** Texto **

::::::

Vianinha não apenas dialoga com o contexto, mas elabora formas de intervir no processo de modernização em curso no Brasil dos anos de 1970, revelando aspectos complexos dessa realidade. A abordagem cômica não se apresenta como incoerente à percepção trágica do país. Assim, não serão incomuns, em sua obra, narrativas de trajetórias trágicas sob a perspectiva da comédia. A obra de Vianinha representa um momento de desarticulação do binarismo entre o sério e o cômico. O riso serve como uma espécie de negação dessas trajetórias trágicas. Do ponto de vista estético, o riso é a forma negativizada do conteúdo trágico ao qual Vianinha se reporta através de seus personagens.
Pela negatividade da forma, é possível vislumbrar a maneira pela qual podemos superar essas tragédias. Se no conteúdo as situações são trágicas, o riso as nega ou pelo menos as ameniza, e, a partir disso, germina como algo transformador em sua própria expressão. Daí os termos para os quais ele identifica a principal tarefa do artista: a superação da tragédia. É somente a partir dessas pistas que podemos ler a obra de Vianinha sem cair no reducionismo da dicotomização de forma e conteúdo.

::::::

** Entradas fornecidas **
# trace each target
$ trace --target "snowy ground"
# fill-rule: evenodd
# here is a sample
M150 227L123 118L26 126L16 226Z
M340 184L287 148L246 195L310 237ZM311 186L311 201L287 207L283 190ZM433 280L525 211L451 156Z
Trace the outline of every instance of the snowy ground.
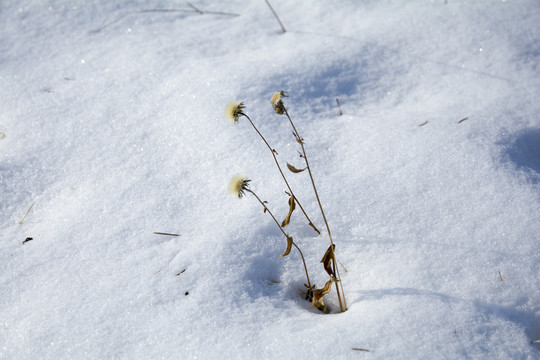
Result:
M0 358L540 357L538 2L193 5L0 2Z

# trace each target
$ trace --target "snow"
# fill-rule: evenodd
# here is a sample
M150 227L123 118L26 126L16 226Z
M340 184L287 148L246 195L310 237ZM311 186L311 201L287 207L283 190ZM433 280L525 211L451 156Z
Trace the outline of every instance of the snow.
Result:
M538 3L271 3L0 3L1 359L540 357Z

::::::

** Lista de exercícios **
(a) Devolva tudo o que está no texto sobre Vianinha, desde "Pela negatividade da" até "forma e conteúdo.".
(b) Prossiga o texto sobre Vianinha a partir do ponto em que ele termina.
As entradas não são necessárias para resolver nada aqui.

** Respostas **
(a)
Pela negatividade da forma, é possível vislumbrar a maneira pela qual podemos superar essas tragédias. Se no conteúdo as situações são trágicas, o riso as nega ou pelo menos as ameniza, e, a partir disso, germina como algo transformador em sua própria expressão. Daí os termos para os quais ele identifica a principal tarefa do artista: a superação da tragédia. É somente a partir dessas pistas que podemos ler a obra de Vianinha sem cair no reducionismo da dicotomização de forma e conteúdo.

(b)
Nesse contexto, Vianinha persiste em sua busca por transcender o destino trágico, procurando romper com os caminhos trágicos por meio de mudanças sociais. O humor em suas obras revela algo significativo, pois o riso nelas expõe uma oposição política, indicando um projeto político subjacente. Além disso, Vianna Filho também expõe em sua obra a persistência da tragédia como uma escolha política.
“A opressão deforma o oprimido. A opressão tem razões profundas de ser. A injustiça talvez seja mais rica em razões do que em crimes. Ela tem arsenais de livros, de fatos, que a justificam. Então, em determinado momento, eu comecei a me preocupar muito mais com a existência do ser humano nesse redemoinho e a tentar mostrar esse processo de deformação. É você se solidarizar com o oprimido mas ao mesmo tempo reconhecer, exatamente, porque ele é oprimido, todas as deformações que sofreu” VIANNA FILHO, Oduvaldo. Oduvaldo Vianna – Allegro Desbum. Jornal do Comércio. Segundo Caderno. 29 de julho de 1973. Depoimento a Marcílio Eiras Moraes.
Em outros termos, o projeto político do qual faz parte não basta para o dramaturgo, por isso a constante preocupação com o público, sobretudo o popular. Para manutenção de um tipo de relação com a realidade, o humor de Vianinha elaborou o seu próprio avesso, apresentando-se como instrumento transformador, ao mesmo tempo em que apresenta seu contrário, situando o leitor/espectador na sustentação de suas opções, desvendando a responsabilidade pela infelicidade da personagem.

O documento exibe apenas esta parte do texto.